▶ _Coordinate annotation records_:
========================================================================

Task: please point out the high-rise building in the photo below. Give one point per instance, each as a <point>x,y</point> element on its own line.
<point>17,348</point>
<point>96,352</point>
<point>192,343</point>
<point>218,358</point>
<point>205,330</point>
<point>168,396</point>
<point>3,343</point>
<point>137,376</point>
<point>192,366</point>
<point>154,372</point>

========================================================================

▶ _Written task_:
Give every line of the records above as a numbered list, leaving out any blank lines.

▶ _Worked answer_:
1. Task: please point out the high-rise building in the photo below. Give one point per instance, each as a <point>x,y</point> element on its own line.
2. <point>17,348</point>
3. <point>96,352</point>
4. <point>192,343</point>
5. <point>218,358</point>
6. <point>205,330</point>
7. <point>168,396</point>
8. <point>3,343</point>
9. <point>137,376</point>
10. <point>192,366</point>
11. <point>154,372</point>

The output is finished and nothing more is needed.